» **Task objective**
In the article on Huang Nubo's Iceland bid, how much outbound direct investment had China reached by the end of last year, according to government estimates?

» **Text extract**

start

Business

Chilly reception for a Chinese tycoon

The suspicious response to Huang Nubo’s bid to buy a chunk of Iceland’s wilderness reflects the dilemma Beijing’s expansive growth strategy poses with indebted western nations. Andrew Ward, Jamil Anderlini and Leslie Hook report.
English

Winds sweep across a highland plateau featuring little but coarse grass and volcanic rock. Dirty patches of last winter’s snow cling to surrounding mountains awaiting replenishment as the short, cool summer yields to autumn.

It is not immediately clear why anyone would want to pay US$9 million for the desolate area of north-east Iceland known as Grímsstadir á Fjöllum, less still to invest another US$100 million or more building a luxury hotel and golf course.

Yet that is the intention of Huang Nubo, a Chinese tycoon and self-described poet and adventurer, whose provisional deal to buy 300 square kilometres of Icelandic wilderness has left many in the country searching warily for ulterior motives. Some suspect the former official in the Communist party’s propaganda department is a Trojan horse for Chinese strategic interest in Iceland. Halfway between Europe and North America, the country played a crucial role in north Atlantic security during the cold war and could take on renewed significance if global warming opens the nearby Arctic to oil exploration and shipping.

Huang says such conspiracy theories are unfounded. He has had ties to the country since sharing a room with an Icelandic student at Peking University and he fell in love with the place when visiting for the first time last year to sponsor a poetry festival. Sitting in his Beijing office, surrounded by memorabilia from his mountaineering expeditions, he says: “I thought it was so beautiful. I love wild, barren places.”

Yet, whatever his motives, the deal shows how China and its entrepreneurs are increasingly looking to exercise their growing financial muscle abroad. From African farmland and Chilean iron ore to French châteaux and Swedish car companies, Chinese investors are buying up land and resources around the world.

This signals a change from the growth model of the past few decades, which was heavily reliant on inbound foreign direct investment (FDI). China vied with the United States as the world’s top FDI destination for much of the past decade.

Until now, Beijing’s capital-controls have made it hard for Chinese business to invest overseas. But those restrictions are being eased and outbound direct investment has jumped from about US$15 billion in 2004 to more than US$220 billion by the end of last year, according to government estimates.

Even so, China still accounts for only 1.2% of total world FDI, about the same as Denmark. Though this is higher than that of emerging markets such as Brazil and India, it is only about one-twentieth that of the United States.

But by all accounts China is at the start of a global buying spree that will reshape the global economic landscape and probably the physical landscape, too.

end

» **Data section**
start

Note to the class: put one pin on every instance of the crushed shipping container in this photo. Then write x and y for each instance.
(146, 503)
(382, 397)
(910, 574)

end

» **Exercise answer**
More than US$220 billion.